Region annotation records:
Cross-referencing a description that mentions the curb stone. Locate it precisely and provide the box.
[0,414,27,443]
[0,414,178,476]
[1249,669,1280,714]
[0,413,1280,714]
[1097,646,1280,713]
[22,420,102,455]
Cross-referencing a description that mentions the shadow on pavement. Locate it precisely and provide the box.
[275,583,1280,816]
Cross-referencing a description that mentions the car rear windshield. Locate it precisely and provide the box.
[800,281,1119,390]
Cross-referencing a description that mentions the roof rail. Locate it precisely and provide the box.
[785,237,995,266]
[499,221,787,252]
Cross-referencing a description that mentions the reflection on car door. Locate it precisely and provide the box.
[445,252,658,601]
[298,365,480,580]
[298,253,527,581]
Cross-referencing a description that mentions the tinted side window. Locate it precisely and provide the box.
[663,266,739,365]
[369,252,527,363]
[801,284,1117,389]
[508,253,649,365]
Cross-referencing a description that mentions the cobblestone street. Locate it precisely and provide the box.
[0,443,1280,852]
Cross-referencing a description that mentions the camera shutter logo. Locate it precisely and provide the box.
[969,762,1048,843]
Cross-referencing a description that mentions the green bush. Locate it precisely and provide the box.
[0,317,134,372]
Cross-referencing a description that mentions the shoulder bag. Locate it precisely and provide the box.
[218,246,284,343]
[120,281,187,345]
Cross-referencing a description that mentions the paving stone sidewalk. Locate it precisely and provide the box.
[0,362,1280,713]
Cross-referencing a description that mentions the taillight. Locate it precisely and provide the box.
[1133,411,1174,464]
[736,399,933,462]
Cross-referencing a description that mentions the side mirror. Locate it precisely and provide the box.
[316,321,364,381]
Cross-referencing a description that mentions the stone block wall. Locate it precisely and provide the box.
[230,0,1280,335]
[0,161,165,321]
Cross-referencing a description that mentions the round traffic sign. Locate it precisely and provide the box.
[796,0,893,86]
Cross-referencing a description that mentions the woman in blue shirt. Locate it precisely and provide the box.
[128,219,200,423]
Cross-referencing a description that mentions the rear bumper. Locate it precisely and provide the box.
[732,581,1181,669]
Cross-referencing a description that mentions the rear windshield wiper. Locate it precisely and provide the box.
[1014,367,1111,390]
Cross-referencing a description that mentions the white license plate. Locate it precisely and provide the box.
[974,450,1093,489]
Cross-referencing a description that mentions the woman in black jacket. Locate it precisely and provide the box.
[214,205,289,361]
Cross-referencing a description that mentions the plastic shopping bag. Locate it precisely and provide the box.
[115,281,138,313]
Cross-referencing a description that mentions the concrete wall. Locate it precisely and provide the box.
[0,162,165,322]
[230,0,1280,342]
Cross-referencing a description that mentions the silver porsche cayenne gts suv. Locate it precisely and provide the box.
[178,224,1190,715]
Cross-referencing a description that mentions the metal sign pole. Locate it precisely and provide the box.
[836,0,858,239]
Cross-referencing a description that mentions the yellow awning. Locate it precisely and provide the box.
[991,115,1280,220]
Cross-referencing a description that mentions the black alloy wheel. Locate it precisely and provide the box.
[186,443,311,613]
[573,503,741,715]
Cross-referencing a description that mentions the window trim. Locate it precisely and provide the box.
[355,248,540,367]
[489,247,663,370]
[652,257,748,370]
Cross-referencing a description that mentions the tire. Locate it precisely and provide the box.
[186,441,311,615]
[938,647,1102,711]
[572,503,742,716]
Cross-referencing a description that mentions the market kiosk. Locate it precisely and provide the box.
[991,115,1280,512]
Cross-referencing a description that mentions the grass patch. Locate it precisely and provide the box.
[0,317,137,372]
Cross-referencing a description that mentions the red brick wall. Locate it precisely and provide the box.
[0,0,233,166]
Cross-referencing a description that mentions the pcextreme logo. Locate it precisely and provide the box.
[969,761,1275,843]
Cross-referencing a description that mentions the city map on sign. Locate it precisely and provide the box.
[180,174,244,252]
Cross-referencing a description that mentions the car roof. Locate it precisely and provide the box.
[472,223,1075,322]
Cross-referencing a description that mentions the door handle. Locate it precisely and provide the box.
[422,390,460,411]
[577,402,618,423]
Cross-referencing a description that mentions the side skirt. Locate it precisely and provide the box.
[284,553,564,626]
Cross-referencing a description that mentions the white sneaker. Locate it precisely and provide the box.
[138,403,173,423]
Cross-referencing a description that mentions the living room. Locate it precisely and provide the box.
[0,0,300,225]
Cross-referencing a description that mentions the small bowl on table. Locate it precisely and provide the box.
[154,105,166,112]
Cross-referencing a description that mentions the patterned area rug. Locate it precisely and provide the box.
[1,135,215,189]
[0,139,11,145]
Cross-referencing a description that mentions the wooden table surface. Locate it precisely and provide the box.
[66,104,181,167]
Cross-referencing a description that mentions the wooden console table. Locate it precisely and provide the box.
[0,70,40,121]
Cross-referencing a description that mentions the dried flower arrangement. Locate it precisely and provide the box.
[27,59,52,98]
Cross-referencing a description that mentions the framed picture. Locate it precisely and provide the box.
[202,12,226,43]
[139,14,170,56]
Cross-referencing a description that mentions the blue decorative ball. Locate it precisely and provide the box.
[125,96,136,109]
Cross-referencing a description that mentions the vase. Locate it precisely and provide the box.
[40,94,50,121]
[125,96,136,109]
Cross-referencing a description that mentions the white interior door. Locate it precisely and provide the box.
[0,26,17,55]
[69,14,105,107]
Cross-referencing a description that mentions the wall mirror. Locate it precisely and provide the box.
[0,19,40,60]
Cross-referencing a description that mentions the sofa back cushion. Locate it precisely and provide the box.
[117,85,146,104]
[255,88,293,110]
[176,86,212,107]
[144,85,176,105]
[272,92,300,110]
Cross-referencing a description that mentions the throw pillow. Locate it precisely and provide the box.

EXERCISE BRIEF
Swap "precisely" for "exactly" throughout the records above and write all of them out again, leaving everything else unchanged.

ANSWER IN FULL
Cross-referencing a description that mentions the curb stone. Locate it exactly and provide the box.
[0,414,27,443]
[0,414,178,476]
[1249,669,1280,714]
[0,413,1280,714]
[1097,646,1280,713]
[22,420,102,455]
Cross-referencing a description that mentions the shadow on pavement. Locate it exactly and provide the box.
[275,583,1280,816]
Cross-referencing a description that mentions the car rear windshield. Locate it exactly and provide the box.
[800,281,1119,390]
Cross-referencing a description that mentions the roof rail. Locate it exactly and provide the box.
[785,237,995,266]
[499,221,787,252]
Cross-referencing a description that mentions the reflection on car door. Locate it exactly and provide the box.
[445,252,658,601]
[298,365,480,580]
[298,253,527,581]
Cross-referencing a description that mentions the tinted side window. Locate it exactly and provide the box.
[663,266,739,365]
[369,252,527,363]
[801,284,1117,389]
[508,253,649,365]
Cross-referencing a description that mentions the cobblestone street. Locate it exactly and provide the box.
[0,443,1280,852]
Cross-referencing a description that mentions the camera shutter logo. Locate it exactly and provide the box.
[969,762,1048,843]
Cross-referencing a description that mentions the green bush. Locate it exactly and provide the box.
[0,317,134,372]
Cross-referencing a description that mentions the shoulder bag. Locate it exactly and provide the box.
[218,246,284,343]
[120,281,187,345]
Cross-referencing a description that mentions the paving stone sidewalk. Locate it exactly and provide the box.
[0,362,1280,713]
Cross-referencing a description that mentions the taillight. Locate it exactly and provide the box.
[1133,411,1174,464]
[736,399,933,462]
Cross-referencing a description that mentions the side mirror. Locate it exactly and provide the box.
[316,321,364,381]
Cross-referencing a description that mentions the stone block wall. Locate it exactly and provide the box.
[230,0,1280,335]
[0,161,165,321]
Cross-referencing a description that mentions the round traffic sign. Locate it exactly and provide the box.
[796,0,893,86]
Cross-referencing a description that mentions the woman in blue shirt. Locate it exactly and provide the box.
[128,219,200,423]
Cross-referencing a description that mentions the rear bumper. Locate it exactly and provide the box.
[732,581,1181,669]
Cross-referencing a description that mentions the rear windshield wiper. Locate it exactly and provide the box.
[1014,367,1111,390]
Cross-referencing a description that mentions the white license plate. Locate it exactly and provide the box.
[974,450,1093,489]
Cross-referencing a description that mentions the woman in black jacket. Locate it exactly and provide the box.
[214,205,289,361]
Cross-referencing a description that mentions the plastic shopping bag. Locate it exactly and provide the box.
[115,281,138,313]
Cross-referencing a description that mentions the concrete wall. Locate it exactly and provide the box.
[0,162,165,322]
[230,0,1280,342]
Cross-referencing a description that mentions the silver porsche cayenne gts suv. Locate it exactly and provide the box.
[178,224,1190,715]
Cross-referencing a description that mentions the metal sign pole. Locate it exactly and provide the box.
[836,0,858,239]
Cross-referencing a description that mentions the yellow awning. Locate it exactly and provide the box.
[991,115,1280,220]
Cross-referencing a description that mentions the black alloy wheel. Locate it exactly and provide the box.
[186,443,311,613]
[573,503,741,715]
Cross-referencing a description that mentions the window trim. Locate it exactly and provide the box.
[355,248,540,367]
[489,247,663,370]
[652,257,748,370]
Cross-referencing a description that mentions the tire. Locate it exactly and provide the box.
[186,441,311,615]
[938,647,1102,711]
[572,503,742,716]
Cross-referencing a description that mentions the market kiosk. Locate it exactly and provide the box.
[991,115,1280,512]
Cross-referencing a description that mentions the grass patch. Locate it exactly and provide the box.
[0,317,137,372]
Cross-referencing a description that mentions the red brick wall. Locate it exactly and provide the box.
[0,0,233,166]
Cross-referencing a description that mentions the pcextreme logo. Locate it exactly and provide the box.
[969,761,1275,843]
Cross-referencing a description that mentions the city map on sign. Locate it exactly and provide the box.
[180,174,244,252]
Cross-referencing a description that mentions the car roof. Locate it exactly and provide the box.
[472,223,1075,322]
Cross-referencing a description that mentions the door handle. Locate it exactly and provide the box.
[422,390,460,411]
[577,402,618,423]
Cross-referencing a description that mentions the side skirt. Locate it exactly and provide the box.
[284,553,564,626]
Cross-referencing a description that mentions the white sneaker. Locate it exactly and provide the box.
[138,403,173,423]
Cross-referencing a description that mentions the living room. Locate it exactly and provide the box.
[0,0,300,225]
Cross-referencing a description that mentions the small bowl on table. Locate it exactly and provide the box.
[154,105,166,112]
Cross-referencing a description that mentions the patterned area rug. Locate it exactly and provide the box.
[1,135,215,189]
[0,139,11,145]
Cross-referencing a description that mentions the wooden table surface. Locate it exactly and provide the box.
[66,104,181,167]
Cross-referencing a description that mentions the wooden console table. Locate it exactly and provide the box.
[0,70,40,121]
Cross-referencing a description that mentions the dried flower arrangement. Locate it exactly and provide the box.
[27,59,52,98]
Cross-referencing a description that mentions the framed picture. Locate it exactly and provide the box.
[202,12,226,43]
[139,14,170,56]
Cross-referencing a description that mentions the blue decorative ball. Locate it exactly and provide the box.
[125,96,136,109]
Cross-referencing a description that mentions the vase. Locate it exactly and provide the box.
[40,94,50,121]
[125,96,136,109]
Cross-referencing a description that mentions the white interior door. Locate it exactly and provide the box.
[0,26,17,55]
[69,14,105,107]
Cross-referencing a description that mentions the wall mirror. Locate it exactly and provide the box.
[0,19,40,60]
Cross-referencing a description that mentions the sofa back cushion. Locate it exactly and provide the box.
[117,85,146,104]
[255,88,293,110]
[176,86,212,107]
[144,85,176,105]
[272,92,300,110]
Cross-referencing a description that mentions the throw pillow. Locate it exactly and provide the box.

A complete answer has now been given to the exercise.